■ About this exercise
Please restate the records that follow word for word, omitting any images.

■ Data
┄┄┄┄┄┄┄┄┄┄

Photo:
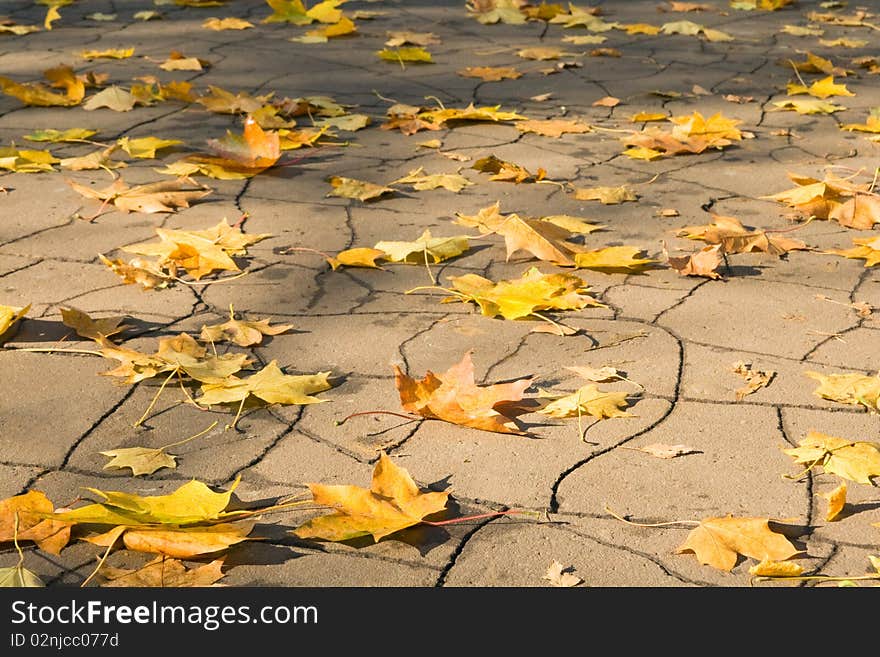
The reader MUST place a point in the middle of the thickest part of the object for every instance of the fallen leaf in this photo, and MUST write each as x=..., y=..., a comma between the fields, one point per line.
x=849, y=388
x=504, y=171
x=163, y=196
x=755, y=379
x=496, y=11
x=455, y=397
x=560, y=576
x=177, y=61
x=197, y=252
x=490, y=73
x=585, y=40
x=163, y=572
x=421, y=181
x=180, y=354
x=823, y=88
x=543, y=239
x=648, y=116
x=145, y=147
x=114, y=98
x=61, y=77
x=607, y=101
x=614, y=259
x=54, y=136
x=357, y=189
x=393, y=502
x=111, y=53
x=606, y=195
x=702, y=263
x=357, y=257
x=242, y=332
x=808, y=106
x=766, y=5
x=230, y=23
x=409, y=54
x=19, y=577
x=288, y=11
x=857, y=461
x=138, y=272
x=662, y=451
x=587, y=400
x=186, y=523
x=9, y=315
x=89, y=328
x=554, y=127
x=30, y=509
x=96, y=160
x=404, y=37
x=836, y=501
x=26, y=161
x=770, y=568
x=736, y=238
x=798, y=30
x=717, y=542
x=867, y=248
x=522, y=297
x=690, y=28
x=424, y=247
x=141, y=460
x=269, y=385
x=542, y=53
x=225, y=102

┄┄┄┄┄┄┄┄┄┄

■ Exercise response
Photo:
The reader MUST place a point in the middle of the thickest part of the object for every instance of the fallen leaf in this photo, and MUST write each as x=..., y=..., a comma between the fields, one point per line.
x=849, y=388
x=504, y=171
x=163, y=196
x=755, y=379
x=496, y=11
x=455, y=397
x=560, y=576
x=177, y=61
x=197, y=252
x=490, y=73
x=585, y=40
x=163, y=572
x=421, y=181
x=180, y=354
x=823, y=88
x=543, y=239
x=648, y=116
x=145, y=147
x=114, y=98
x=61, y=77
x=607, y=101
x=614, y=259
x=54, y=136
x=357, y=189
x=393, y=502
x=111, y=53
x=606, y=195
x=702, y=263
x=357, y=257
x=242, y=332
x=808, y=106
x=766, y=5
x=230, y=23
x=409, y=54
x=19, y=577
x=288, y=11
x=857, y=461
x=138, y=272
x=662, y=451
x=587, y=400
x=186, y=523
x=9, y=315
x=89, y=328
x=554, y=127
x=30, y=509
x=96, y=160
x=404, y=37
x=836, y=501
x=26, y=161
x=770, y=568
x=736, y=238
x=798, y=30
x=717, y=542
x=867, y=248
x=522, y=297
x=690, y=28
x=424, y=247
x=141, y=460
x=269, y=385
x=542, y=53
x=225, y=102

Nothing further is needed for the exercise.